> [Given passage]
++++++++++

Date: Thursday 21.6.2018 at 13:15-14:00
Venue: room T5, CS building, Konemiehentie 2

Speaker:
David Gleich, Purdue University

Title:
Low-rank methods for network alignment

Abstract:

Network alignment is the problem of finding a large, common subgraph between two graphs, and more generally k graphs.  The problem is NP-hard. Practical algorithms to approach it via solving some form of a relaxed version of the NP-hard problem or by defining certain heuristics measures of similarity between the graphs. These algorithms normally work well when there is some form of prior known similarity between the nodes of the graphs to be aligned.  The absence of such information makes the problem much harder and many practical methods and heuristics fail to complete in reasonable amount of time.

I will give a brief overview of the network alignment problem and focus on the case when the similarity measure is absent.  I will discuss two of our recent algorithms that relate to pairwise network alignment as well as multiple network alignment when no prior similarity is provided.  These algorithms exploit a low-rank structure in the network alignment problem and thus perform much faster than classic state of the art network alignment algorithms. They enable hundreds of networks with thousands of nodes to be aligned in less than 30 minutes.

++++++++++

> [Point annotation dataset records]
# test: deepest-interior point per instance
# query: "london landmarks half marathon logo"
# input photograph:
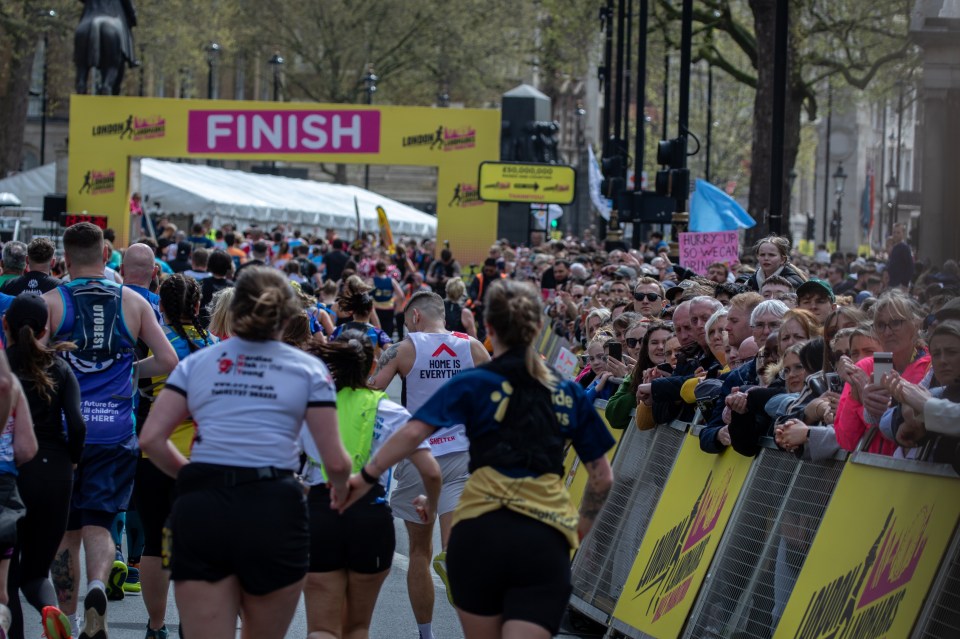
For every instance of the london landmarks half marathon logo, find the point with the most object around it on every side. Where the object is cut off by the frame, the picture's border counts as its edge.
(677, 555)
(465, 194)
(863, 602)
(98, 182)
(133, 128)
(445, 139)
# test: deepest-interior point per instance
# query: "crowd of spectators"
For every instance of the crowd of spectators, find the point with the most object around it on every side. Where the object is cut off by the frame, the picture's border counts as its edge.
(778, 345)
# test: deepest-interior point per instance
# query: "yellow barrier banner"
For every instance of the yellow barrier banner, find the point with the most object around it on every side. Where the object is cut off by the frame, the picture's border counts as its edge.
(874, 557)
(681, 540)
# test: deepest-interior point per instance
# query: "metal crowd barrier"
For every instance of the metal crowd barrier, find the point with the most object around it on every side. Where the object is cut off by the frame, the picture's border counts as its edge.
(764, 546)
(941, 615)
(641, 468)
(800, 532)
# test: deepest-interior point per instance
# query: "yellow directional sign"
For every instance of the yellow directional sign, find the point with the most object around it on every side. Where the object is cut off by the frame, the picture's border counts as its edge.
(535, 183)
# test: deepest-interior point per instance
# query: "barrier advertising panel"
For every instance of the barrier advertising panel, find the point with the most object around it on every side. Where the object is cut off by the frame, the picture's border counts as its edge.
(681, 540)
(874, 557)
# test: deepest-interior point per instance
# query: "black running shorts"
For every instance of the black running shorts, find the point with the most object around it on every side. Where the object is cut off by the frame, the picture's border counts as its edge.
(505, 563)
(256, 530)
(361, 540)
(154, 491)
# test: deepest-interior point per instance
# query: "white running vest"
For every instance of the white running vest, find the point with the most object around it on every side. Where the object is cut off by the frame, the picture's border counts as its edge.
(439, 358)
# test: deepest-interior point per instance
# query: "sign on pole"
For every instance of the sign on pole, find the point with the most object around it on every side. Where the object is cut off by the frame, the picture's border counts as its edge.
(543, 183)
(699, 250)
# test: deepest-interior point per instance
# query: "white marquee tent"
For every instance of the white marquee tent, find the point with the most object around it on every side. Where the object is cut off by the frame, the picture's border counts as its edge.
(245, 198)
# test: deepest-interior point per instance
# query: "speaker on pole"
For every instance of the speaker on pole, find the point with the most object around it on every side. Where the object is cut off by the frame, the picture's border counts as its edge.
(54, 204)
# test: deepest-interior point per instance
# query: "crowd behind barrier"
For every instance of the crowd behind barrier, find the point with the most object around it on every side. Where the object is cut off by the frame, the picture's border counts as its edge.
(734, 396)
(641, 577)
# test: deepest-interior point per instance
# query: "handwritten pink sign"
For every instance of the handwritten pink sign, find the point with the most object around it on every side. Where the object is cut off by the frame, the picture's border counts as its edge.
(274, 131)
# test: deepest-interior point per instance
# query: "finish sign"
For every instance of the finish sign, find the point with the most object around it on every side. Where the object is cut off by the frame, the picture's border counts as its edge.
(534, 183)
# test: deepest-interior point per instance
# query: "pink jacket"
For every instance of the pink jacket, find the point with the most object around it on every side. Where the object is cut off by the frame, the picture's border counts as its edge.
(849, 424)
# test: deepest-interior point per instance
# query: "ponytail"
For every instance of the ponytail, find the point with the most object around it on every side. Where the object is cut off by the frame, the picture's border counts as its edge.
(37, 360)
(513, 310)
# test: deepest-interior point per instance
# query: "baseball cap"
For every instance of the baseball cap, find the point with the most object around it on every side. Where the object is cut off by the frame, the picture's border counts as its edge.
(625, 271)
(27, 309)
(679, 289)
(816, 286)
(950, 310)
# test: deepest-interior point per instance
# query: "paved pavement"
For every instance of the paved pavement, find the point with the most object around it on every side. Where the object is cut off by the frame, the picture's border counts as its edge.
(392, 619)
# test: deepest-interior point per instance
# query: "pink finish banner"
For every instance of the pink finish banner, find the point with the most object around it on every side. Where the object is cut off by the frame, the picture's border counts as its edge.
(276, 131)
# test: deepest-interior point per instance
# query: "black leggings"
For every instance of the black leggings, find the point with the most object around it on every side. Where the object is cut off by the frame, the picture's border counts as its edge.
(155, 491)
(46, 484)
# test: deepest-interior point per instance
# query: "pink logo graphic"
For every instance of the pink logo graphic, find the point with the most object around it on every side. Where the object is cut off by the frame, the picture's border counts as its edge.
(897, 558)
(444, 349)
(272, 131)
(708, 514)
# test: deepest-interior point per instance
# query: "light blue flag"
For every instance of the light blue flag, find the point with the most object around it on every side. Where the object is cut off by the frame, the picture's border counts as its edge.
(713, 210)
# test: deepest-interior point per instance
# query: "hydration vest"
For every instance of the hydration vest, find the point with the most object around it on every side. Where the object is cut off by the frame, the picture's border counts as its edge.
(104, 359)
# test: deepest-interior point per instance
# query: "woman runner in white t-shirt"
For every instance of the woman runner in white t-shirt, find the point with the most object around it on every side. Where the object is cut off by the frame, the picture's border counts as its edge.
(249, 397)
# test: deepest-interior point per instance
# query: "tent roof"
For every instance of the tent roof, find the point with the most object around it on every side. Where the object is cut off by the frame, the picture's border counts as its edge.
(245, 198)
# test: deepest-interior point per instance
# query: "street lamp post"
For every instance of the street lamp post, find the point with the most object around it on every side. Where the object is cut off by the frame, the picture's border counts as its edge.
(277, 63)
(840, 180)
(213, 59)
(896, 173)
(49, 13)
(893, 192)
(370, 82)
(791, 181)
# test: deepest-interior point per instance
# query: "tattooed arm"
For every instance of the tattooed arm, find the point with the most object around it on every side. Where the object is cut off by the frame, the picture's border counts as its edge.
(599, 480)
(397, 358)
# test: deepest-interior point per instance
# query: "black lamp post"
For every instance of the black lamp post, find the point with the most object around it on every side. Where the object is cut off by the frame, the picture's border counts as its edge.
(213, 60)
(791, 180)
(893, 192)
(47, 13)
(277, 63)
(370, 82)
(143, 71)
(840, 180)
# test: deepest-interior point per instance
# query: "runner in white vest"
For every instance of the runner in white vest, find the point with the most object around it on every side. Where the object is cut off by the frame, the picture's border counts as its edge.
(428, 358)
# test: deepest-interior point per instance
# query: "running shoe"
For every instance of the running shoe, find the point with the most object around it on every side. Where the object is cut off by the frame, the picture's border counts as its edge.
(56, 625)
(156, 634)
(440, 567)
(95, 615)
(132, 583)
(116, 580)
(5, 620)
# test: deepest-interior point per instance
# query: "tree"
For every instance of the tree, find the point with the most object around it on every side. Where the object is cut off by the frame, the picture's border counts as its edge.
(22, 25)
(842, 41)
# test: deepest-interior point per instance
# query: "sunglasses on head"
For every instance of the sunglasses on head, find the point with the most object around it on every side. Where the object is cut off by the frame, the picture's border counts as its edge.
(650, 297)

++++++++++

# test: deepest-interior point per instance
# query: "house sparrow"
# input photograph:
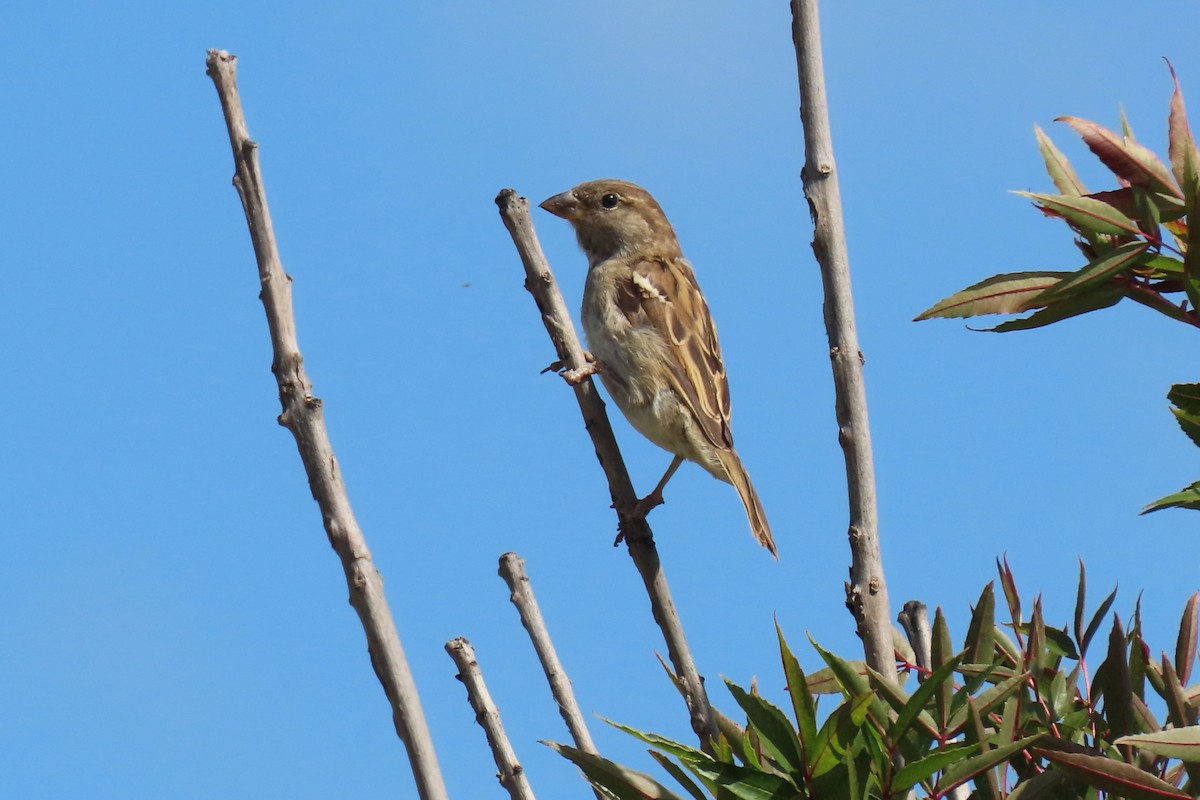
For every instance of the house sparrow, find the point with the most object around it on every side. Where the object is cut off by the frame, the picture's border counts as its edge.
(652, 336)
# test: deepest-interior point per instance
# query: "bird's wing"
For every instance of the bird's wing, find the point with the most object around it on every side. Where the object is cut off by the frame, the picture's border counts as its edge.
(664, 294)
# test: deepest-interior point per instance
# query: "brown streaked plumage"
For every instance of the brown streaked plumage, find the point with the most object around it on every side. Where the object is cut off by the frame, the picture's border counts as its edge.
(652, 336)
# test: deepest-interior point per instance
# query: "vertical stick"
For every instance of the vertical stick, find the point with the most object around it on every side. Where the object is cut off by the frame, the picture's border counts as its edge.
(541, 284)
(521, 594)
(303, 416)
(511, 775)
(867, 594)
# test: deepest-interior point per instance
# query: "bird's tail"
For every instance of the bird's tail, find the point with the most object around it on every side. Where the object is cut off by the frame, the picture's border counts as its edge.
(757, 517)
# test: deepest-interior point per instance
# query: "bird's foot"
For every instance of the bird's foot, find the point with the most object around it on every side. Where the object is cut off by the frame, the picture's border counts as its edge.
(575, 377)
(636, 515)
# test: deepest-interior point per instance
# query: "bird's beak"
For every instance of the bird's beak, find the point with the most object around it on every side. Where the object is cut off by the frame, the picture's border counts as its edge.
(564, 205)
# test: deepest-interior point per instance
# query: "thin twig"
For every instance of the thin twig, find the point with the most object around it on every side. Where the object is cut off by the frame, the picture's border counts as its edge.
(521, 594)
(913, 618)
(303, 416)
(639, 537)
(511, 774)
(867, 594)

++++++++++

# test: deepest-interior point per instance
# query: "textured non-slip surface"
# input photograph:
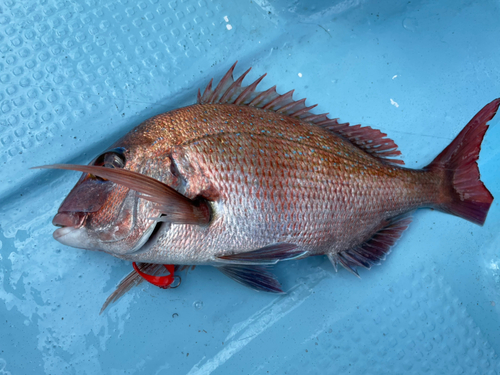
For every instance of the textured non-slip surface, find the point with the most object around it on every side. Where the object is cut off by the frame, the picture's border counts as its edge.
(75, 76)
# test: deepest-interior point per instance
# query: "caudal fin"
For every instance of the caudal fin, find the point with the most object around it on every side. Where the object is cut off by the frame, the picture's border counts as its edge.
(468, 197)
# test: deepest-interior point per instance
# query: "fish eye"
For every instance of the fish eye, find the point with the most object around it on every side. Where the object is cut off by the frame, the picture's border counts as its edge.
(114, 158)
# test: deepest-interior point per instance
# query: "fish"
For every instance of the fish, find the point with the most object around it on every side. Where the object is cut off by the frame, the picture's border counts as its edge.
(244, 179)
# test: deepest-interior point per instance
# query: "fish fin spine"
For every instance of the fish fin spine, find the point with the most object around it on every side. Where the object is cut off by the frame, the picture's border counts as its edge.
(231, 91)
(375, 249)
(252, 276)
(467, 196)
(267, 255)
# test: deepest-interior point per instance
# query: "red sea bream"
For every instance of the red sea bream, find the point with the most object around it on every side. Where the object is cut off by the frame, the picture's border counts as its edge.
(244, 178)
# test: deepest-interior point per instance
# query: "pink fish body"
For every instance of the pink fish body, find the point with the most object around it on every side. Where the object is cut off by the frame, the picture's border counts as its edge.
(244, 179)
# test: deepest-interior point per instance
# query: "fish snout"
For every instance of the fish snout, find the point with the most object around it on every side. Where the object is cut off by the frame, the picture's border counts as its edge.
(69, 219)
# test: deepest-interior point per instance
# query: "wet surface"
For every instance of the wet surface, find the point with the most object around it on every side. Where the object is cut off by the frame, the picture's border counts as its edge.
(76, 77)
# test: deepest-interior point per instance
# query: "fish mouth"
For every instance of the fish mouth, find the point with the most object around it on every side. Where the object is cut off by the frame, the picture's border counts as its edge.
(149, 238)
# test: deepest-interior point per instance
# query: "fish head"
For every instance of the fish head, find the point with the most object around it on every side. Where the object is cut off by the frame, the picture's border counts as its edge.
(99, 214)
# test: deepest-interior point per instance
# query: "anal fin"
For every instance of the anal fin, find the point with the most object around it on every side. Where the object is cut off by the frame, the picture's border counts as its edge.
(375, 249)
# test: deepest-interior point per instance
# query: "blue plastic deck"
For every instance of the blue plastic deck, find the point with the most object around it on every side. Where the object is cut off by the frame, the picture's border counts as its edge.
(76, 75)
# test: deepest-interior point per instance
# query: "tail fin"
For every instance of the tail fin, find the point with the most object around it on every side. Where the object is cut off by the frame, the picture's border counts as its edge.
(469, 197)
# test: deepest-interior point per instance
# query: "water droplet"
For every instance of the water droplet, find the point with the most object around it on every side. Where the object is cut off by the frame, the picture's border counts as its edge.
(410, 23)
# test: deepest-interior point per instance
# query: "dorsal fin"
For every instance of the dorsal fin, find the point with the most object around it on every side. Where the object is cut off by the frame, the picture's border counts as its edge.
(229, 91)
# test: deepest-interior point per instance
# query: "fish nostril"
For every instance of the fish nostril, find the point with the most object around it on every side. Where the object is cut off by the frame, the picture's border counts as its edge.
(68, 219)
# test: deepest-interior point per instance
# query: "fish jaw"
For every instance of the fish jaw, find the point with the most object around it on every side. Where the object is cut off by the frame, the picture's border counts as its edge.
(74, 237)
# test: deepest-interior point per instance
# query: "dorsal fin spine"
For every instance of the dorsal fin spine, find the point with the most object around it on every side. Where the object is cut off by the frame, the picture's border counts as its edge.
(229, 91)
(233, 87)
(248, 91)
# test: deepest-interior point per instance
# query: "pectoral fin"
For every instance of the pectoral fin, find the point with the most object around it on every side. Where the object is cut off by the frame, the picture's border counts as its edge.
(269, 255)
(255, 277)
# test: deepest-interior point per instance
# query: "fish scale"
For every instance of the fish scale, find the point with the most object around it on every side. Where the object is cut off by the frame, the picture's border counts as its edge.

++++++++++

> [Goals]
1. Summarize the network alignment talk announcement in two sentences.
2. Count the lines in the records that contain the string "shirt". Output only the number.
The text and the records are unrelated to each other.

> [Answers provided]
1. David Gleich of Purdue University speaks on low-rank methods for network alignment, the NP-hard problem of finding a large common subgraph between two or more graphs, on Thursday 21.6.2018 at 13:15-14:00 in room T5 of the CS building. The talk focuses on the case with no prior similarity between nodes, where many practical methods fail to finish in reasonable time, and covers two recent algorithms that exploit low-rank structure to align hundreds of networks with thousands of nodes in under 30 minutes.

2. 2